→ Your objective
Copy out every item below, swapping "well-known text" for "WKT" wherever it occurs and leaving everything else unchanged. Leave the pictures out of your copy.

→ Data for this task
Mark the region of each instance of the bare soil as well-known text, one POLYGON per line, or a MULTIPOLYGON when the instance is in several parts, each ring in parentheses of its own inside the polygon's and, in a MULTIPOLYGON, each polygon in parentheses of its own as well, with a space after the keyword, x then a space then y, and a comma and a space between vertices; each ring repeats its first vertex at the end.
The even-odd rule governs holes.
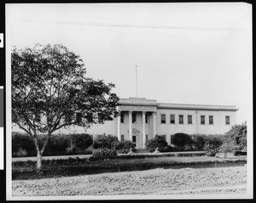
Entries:
POLYGON ((152 169, 12 182, 14 196, 246 193, 245 166, 152 169))

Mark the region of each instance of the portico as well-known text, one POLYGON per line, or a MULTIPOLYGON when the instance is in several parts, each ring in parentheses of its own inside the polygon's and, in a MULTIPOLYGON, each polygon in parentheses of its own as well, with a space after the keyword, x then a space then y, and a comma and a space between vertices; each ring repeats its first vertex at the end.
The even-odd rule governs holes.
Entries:
POLYGON ((136 148, 145 148, 147 138, 153 138, 156 134, 156 106, 155 100, 130 98, 128 104, 123 99, 118 106, 119 140, 128 139, 136 144, 136 148), (125 118, 128 120, 128 125, 125 123, 125 118))

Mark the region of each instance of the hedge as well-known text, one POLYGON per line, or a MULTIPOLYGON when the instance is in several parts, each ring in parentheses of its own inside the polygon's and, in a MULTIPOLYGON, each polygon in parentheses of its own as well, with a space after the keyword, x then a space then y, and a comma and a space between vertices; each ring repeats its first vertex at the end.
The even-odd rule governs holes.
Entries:
MULTIPOLYGON (((41 148, 45 140, 45 135, 38 135, 39 147, 41 148)), ((43 155, 65 155, 79 154, 88 154, 85 149, 92 144, 92 137, 90 134, 68 134, 57 135, 53 134, 49 137, 43 155), (73 147, 70 151, 67 149, 73 147)), ((37 151, 32 138, 27 134, 12 135, 12 155, 17 156, 36 156, 37 151)))

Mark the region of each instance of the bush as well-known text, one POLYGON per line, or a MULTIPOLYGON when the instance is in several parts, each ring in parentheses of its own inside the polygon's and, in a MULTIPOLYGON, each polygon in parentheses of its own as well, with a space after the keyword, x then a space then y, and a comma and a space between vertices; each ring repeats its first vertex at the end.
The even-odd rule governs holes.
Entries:
POLYGON ((203 151, 207 141, 207 137, 206 135, 195 135, 194 144, 197 150, 203 151))
POLYGON ((29 135, 21 133, 12 135, 13 155, 34 155, 36 154, 35 144, 29 135))
POLYGON ((236 150, 247 149, 247 122, 233 126, 226 134, 235 142, 236 150))
MULTIPOLYGON (((40 143, 43 144, 45 136, 41 136, 40 143)), ((41 147, 41 146, 40 146, 41 147)), ((66 149, 68 147, 68 138, 67 135, 53 134, 49 137, 45 147, 44 155, 65 155, 66 149)))
POLYGON ((147 150, 150 152, 154 152, 157 147, 160 152, 163 152, 166 149, 168 144, 165 138, 156 135, 153 139, 147 140, 145 145, 147 150))
POLYGON ((206 143, 207 155, 214 156, 223 144, 223 140, 217 137, 209 137, 206 143))
POLYGON ((173 144, 178 149, 183 149, 185 145, 193 144, 192 138, 185 133, 176 133, 173 135, 173 144))
POLYGON ((70 137, 74 140, 76 148, 79 148, 82 151, 84 151, 92 144, 92 136, 90 134, 71 134, 70 137))
POLYGON ((235 151, 234 152, 234 155, 235 156, 238 156, 238 155, 247 155, 247 152, 246 151, 235 151))
POLYGON ((93 161, 112 159, 117 155, 117 152, 114 149, 108 148, 98 148, 93 150, 91 158, 93 161))
POLYGON ((175 151, 175 148, 170 145, 162 148, 160 150, 160 152, 172 152, 172 151, 175 151))
POLYGON ((131 141, 116 141, 113 143, 113 149, 117 150, 118 153, 127 154, 130 151, 130 149, 132 149, 132 151, 135 148, 135 144, 131 141))
POLYGON ((224 153, 224 157, 226 158, 228 152, 235 151, 235 142, 232 140, 225 141, 220 146, 218 152, 224 153))
POLYGON ((113 135, 97 135, 96 139, 94 140, 93 147, 95 149, 98 148, 108 148, 113 149, 114 142, 119 141, 116 136, 113 135))

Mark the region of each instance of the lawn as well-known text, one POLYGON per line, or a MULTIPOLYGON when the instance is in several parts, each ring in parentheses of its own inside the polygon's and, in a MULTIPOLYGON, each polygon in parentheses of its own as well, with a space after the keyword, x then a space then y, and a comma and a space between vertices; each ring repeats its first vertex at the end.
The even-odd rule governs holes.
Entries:
POLYGON ((113 159, 102 161, 88 161, 87 159, 45 160, 43 161, 42 176, 36 175, 36 162, 13 162, 13 179, 34 179, 49 177, 96 174, 108 172, 141 171, 157 167, 216 167, 224 166, 243 166, 246 157, 223 159, 210 156, 156 157, 144 159, 113 159))
MULTIPOLYGON (((184 161, 184 160, 183 160, 184 161)), ((163 169, 14 180, 14 196, 246 194, 245 166, 163 169)), ((86 198, 86 197, 85 197, 86 198)))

→ Solved exercise
Mark the region of each instance of the bare soil as WKT, one POLYGON per line, or a MULTIPOLYGON when the instance is in several parts, each ring in parentheses of its own inside the polygon's and, in a MULTIPOLYGON, each polygon in parentheses of its own as well, with a space after the keyword, x then a space then y, and a comma and a space between vertices; each ring repeats its first vertex at the end.
The even-odd rule governs holes.
Entries:
POLYGON ((152 169, 12 182, 14 196, 246 193, 245 166, 152 169))

Mark the region of each instance of the portico as WKT, one POLYGON per line, or a MULTIPOLYGON when the instance is in several parts, each ring in parentheses of its own inside the polygon's and, in a MULTIPOLYGON, each polygon in parentheses of its own as well, with a space after the keyword, x then a space then y, and a comma and a space between vertices; each ring repeats its first vertex at the end.
The even-odd rule governs holes.
Entries:
POLYGON ((136 148, 145 148, 147 138, 153 138, 156 134, 156 106, 155 100, 130 98, 128 104, 123 99, 118 106, 119 140, 128 139, 136 144, 136 148), (125 118, 128 120, 128 125, 125 123, 125 118))

Mark the region of each instance of the hedge as WKT, one POLYGON per line, or a MULTIPOLYGON when the instance is in several parts, each ring in parentheses of its own inside the polygon's and, in a MULTIPOLYGON, each polygon in parentheses of its own as well, with a space after the keyword, x then a space then y, and a comma and a space between vertices; each ring repeats its first vertex at the end.
The even-odd rule governs holes.
Entries:
MULTIPOLYGON (((41 148, 45 140, 45 135, 38 135, 39 147, 41 148)), ((43 155, 65 155, 79 154, 88 154, 85 149, 92 144, 92 137, 90 134, 68 134, 57 135, 53 134, 49 137, 43 155), (73 147, 70 151, 67 149, 73 147)), ((37 151, 32 138, 27 134, 12 135, 12 155, 17 156, 36 156, 37 151)))

Mark the region of each instance of the bush as WKT, one POLYGON per line, or a MULTIPOLYGON when the instance is in several parts, each ring in parentheses of its own inside the polygon's and, in a MULTIPOLYGON, each polygon in parentheses of its own as well, with a space after the keyword, x then a space then y, and a comma and a space between vertices; each ring repeats its first vertex at the end.
The even-odd rule governs holes.
Entries:
POLYGON ((203 151, 207 141, 207 137, 206 135, 195 135, 194 144, 197 150, 203 151))
POLYGON ((29 135, 21 133, 12 135, 13 155, 34 155, 36 154, 35 144, 29 135))
POLYGON ((236 150, 247 149, 247 122, 233 126, 226 134, 235 142, 236 150))
MULTIPOLYGON (((40 143, 43 144, 45 136, 41 136, 40 143)), ((41 147, 41 146, 40 146, 41 147)), ((66 149, 68 147, 68 138, 67 135, 53 134, 49 137, 45 147, 44 155, 65 155, 66 149)))
POLYGON ((147 150, 150 152, 154 152, 157 147, 160 152, 163 152, 166 149, 168 144, 165 138, 156 135, 153 139, 147 140, 145 145, 147 150))
POLYGON ((206 143, 207 155, 214 156, 223 144, 223 140, 217 137, 209 137, 206 143))
POLYGON ((173 144, 178 149, 183 149, 185 145, 193 144, 192 138, 185 133, 176 133, 173 135, 173 144))
POLYGON ((70 137, 74 140, 76 148, 79 148, 82 151, 84 151, 92 144, 92 136, 90 134, 71 134, 70 137))
POLYGON ((235 151, 234 152, 234 155, 235 156, 238 156, 238 155, 247 155, 247 152, 246 151, 235 151))
POLYGON ((93 161, 112 159, 117 155, 117 152, 114 149, 108 148, 98 148, 93 150, 91 158, 93 161))
POLYGON ((175 151, 175 148, 170 145, 162 148, 160 150, 160 152, 172 152, 172 151, 175 151))
POLYGON ((131 141, 116 141, 113 143, 113 149, 117 150, 118 153, 127 154, 130 151, 130 149, 132 149, 132 151, 135 148, 135 144, 131 141))
POLYGON ((224 153, 224 157, 226 158, 228 152, 235 151, 235 142, 232 140, 225 141, 220 146, 218 152, 224 153))
POLYGON ((113 135, 97 135, 96 139, 94 140, 93 147, 95 149, 98 148, 108 148, 113 149, 114 142, 119 141, 116 136, 113 135))

Mark the region of each instance of the lawn as WKT, one POLYGON per line, or a MULTIPOLYGON when the instance is in several parts, each ring in parentheses of its own inside the polygon's and, in a MULTIPOLYGON, each polygon in parentheses of its own as well, with a space after the keyword, x then a space then y, and a comma and a space between vertices; each ring repeats its first vertex at the end.
The even-odd rule governs holes.
Entries:
POLYGON ((113 159, 102 161, 88 161, 87 159, 45 160, 43 161, 42 176, 36 175, 36 162, 13 162, 13 179, 34 179, 49 177, 96 174, 108 172, 141 171, 157 167, 216 167, 224 166, 243 166, 246 157, 223 159, 210 156, 156 157, 144 159, 113 159))
MULTIPOLYGON (((184 161, 184 160, 183 160, 184 161)), ((163 169, 14 180, 14 196, 246 194, 245 166, 163 169)), ((86 198, 86 197, 85 197, 86 198)))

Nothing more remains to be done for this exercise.